Copy everything in the article on doctors leaving Pakistan from "Islamabad: Poor working" down to "on its rolls.", swapping "doctors" for "physicians" throughout.

* **READING PASSAGE**:
==*==
Islamabad: Poor working conditions, limited career growth, security concerns and stagnant wages are forcing Pakistani doctors to look abroad, with nearly 4,000 medical professionals leaving the country in 2025, the highest annual outflow ever recorded.
A new big data analysis by Gallup Pakistan, based on official records of the Bureau of Emigration, shows that around 3,800 to 4,000 doctors formally emigrated last year, marking a historic peak in doctor migration from Pakistan.
The scale of the exodus is striking because it is happening despite Pakistan producing doctors in large numbers. According to the Pakistan Medical and Dental Council, around 22,000 doctors graduate every year from public and private medical colleges, while the country has about 370,000 registered doctors on its rolls.
Health experts, however, say these headline figures conceal serious structural weaknesses that are steadily pushing doctors out of the system.
With a population estimated at around 250 million, Pakistan would need at least 250,000 doctors to meet the minimum benchmark of one doctor per 1,000 people set by the World Health Organization.
Although Pakistan appears to meet this requirement on paper, officials acknowledge that a large number of registered doctors are not active in clinical practice. Many are unemployed or underemployed, working in non-clinical roles, or have already left the country.
Gallup’s long-term analysis shows that doctor emigration remained relatively modest for decades, limited to a few hundred departures each year until around 2010. That year proved to be a turning point, when annual outflows crossed 1,000 for the first time.
By the mid-2010s, the number of doctors leaving each year had risen to between 1,500 and 2,000, climbing further to about 2,800 by 2020 and reaching nearly 4,000 by 2025. Analysts describe this steady rise as a structural shift rather than a temporary surge.
Doctors cite a familiar set of reasons for leaving: difficult working conditions, long and exhausting duty hours, limited postgraduate training slots, delayed promotions and concerns about personal safety.
==*==
* **INFORMATION SUPPLIED**:
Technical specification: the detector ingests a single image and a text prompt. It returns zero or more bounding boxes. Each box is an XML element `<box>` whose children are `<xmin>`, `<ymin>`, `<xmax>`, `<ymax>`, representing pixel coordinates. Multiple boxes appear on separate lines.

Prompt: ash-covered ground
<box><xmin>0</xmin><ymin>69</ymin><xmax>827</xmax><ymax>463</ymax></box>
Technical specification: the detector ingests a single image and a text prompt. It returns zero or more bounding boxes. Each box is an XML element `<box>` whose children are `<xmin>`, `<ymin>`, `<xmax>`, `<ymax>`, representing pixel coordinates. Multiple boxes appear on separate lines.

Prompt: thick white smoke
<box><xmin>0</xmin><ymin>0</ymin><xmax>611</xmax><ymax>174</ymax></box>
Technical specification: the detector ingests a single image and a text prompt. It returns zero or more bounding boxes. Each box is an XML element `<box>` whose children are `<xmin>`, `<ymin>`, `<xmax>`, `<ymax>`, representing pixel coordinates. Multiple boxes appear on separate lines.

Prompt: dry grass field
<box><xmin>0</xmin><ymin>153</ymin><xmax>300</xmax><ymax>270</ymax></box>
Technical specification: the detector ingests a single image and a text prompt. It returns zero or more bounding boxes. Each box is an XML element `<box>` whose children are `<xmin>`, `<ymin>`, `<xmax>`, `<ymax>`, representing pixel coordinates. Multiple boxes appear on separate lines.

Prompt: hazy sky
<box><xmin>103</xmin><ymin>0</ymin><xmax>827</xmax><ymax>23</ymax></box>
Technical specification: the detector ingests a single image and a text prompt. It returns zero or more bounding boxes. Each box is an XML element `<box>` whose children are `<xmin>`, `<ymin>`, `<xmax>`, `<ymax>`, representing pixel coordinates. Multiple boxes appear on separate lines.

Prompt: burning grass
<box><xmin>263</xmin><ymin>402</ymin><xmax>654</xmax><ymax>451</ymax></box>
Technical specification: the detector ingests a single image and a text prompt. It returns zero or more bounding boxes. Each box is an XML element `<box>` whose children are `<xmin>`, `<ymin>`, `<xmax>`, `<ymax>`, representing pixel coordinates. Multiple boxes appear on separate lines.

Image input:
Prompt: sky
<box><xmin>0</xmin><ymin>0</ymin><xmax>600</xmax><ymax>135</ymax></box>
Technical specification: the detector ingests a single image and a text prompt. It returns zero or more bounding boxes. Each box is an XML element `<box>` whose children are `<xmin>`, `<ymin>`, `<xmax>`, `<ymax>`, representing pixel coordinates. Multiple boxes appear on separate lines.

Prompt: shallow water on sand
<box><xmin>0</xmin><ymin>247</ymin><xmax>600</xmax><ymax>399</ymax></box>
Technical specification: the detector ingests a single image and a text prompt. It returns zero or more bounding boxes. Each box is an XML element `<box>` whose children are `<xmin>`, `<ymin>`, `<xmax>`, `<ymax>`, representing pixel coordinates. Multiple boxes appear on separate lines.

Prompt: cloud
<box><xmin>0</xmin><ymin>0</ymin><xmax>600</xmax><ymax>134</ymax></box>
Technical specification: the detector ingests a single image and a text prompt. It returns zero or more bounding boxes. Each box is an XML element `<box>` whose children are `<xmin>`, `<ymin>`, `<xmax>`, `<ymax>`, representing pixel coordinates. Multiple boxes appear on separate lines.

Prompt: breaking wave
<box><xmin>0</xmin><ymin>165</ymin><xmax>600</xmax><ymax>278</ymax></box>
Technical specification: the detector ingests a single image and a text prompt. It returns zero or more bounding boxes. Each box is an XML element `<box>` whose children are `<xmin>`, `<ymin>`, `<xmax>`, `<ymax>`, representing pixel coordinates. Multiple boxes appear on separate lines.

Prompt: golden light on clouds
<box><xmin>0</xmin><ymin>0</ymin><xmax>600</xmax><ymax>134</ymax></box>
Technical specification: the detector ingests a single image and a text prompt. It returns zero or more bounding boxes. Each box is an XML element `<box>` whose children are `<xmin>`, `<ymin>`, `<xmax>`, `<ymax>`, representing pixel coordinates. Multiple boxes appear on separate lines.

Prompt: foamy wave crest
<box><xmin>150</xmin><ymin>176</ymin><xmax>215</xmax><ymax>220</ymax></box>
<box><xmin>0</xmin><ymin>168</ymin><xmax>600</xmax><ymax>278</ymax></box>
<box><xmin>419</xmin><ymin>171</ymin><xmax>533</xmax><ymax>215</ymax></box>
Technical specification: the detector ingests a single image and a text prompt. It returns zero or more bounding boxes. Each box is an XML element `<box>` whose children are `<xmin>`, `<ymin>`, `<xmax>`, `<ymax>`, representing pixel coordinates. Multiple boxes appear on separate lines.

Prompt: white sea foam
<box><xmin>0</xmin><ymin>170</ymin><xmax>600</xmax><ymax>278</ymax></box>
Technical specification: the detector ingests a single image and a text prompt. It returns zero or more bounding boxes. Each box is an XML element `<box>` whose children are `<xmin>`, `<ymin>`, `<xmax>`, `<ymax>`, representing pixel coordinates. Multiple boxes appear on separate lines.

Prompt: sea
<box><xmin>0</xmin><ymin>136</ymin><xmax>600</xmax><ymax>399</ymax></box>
==*==
* **ANSWER TO THIS PROBLEM**:
Islamabad: Poor working conditions, limited career growth, security concerns and stagnant wages are forcing Pakistani physicians to look abroad, with nearly 4,000 medical professionals leaving the country in 2025, the highest annual outflow ever recorded.
A new big data analysis by Gallup Pakistan, based on official records of the Bureau of Emigration, shows that around 3,800 to 4,000 physicians formally emigrated last year, marking a historic peak in doctor migration from Pakistan.
The scale of the exodus is striking because it is happening despite Pakistan producing physicians in large numbers. According to the Pakistan Medical and Dental Council, around 22,000 physicians graduate every year from public and private medical colleges, while the country has about 370,000 registered physicians on its rolls.